• _EXCERPTED PASSAGE_
====================

However, we'll just declare this a corner case for now, and
implement it only if someone actually needs it. It's easy
to add later API-wise. Might be a bit tricky if we have
rectangles with different PARs/formats (e.g. subs and a logo),
though we could probably always just use the code from (b)
with a fully transparent video buffer to create a flattened
overlay buffer.
(d) core API: new FEATURE query
For 0.10 we need to add a FEATURE query, so the overlay element
can query whether the sink downstream and all elements between
the overlay element and the sink support the new overlay API.
Elements in between need to support it because the render
positions and dimensions need to be updated if the video is
cropped or rescaled, for example.
In order to ensure that all elements support the new API,
we need to drop the query in the pad default query handler
(so it only succeeds if all elements handle it explicitly).

====================

• _DATA BLOCK_
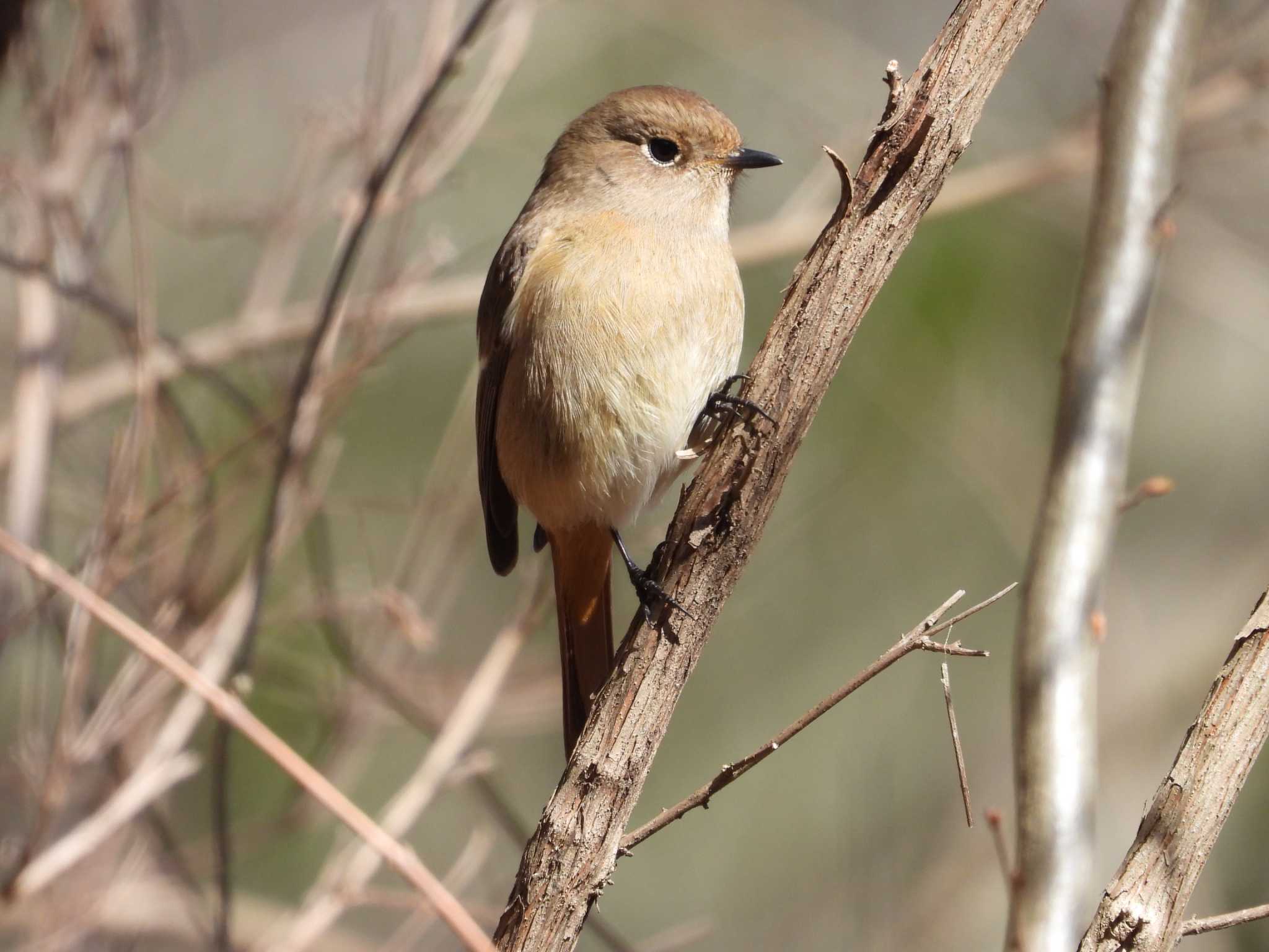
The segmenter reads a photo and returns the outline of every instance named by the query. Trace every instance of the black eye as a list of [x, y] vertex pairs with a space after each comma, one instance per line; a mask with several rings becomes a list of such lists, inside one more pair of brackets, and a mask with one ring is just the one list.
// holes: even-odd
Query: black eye
[[654, 162], [669, 165], [679, 155], [679, 143], [669, 138], [650, 138], [647, 154]]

====================

• _TASKS TO CARRY OUT_
(A) Reproduce the portion of the overlay API text starting at "with a fully" and ending at "new overlay API.".
(B) Condense the paragraph of the overlay API text that begins "For 0.10 we need to add a FEATURE query" into a short bulleted list that keeps its main facts.
Answer from the overlay API text alone, not from the data.

• _RESPONSES FOR EACH TASK_
(A)
with a fully transparent video buffer to create a flattened
overlay buffer.
(d) core API: new FEATURE query
For 0.10 we need to add a FEATURE query, so the overlay element
can query whether the sink downstream and all elements between
the overlay element and the sink support the new overlay API.

(B)
- Version 0.10 needs a new FEATURE query.
- The query lets the overlay element check whether the downstream sink supports the new overlay API.
- It also checks every element between the overlay element and the sink.
- Those intermediate elements must support the API because render positions and dimensions need updating when the video is cropped or rescaled, for example.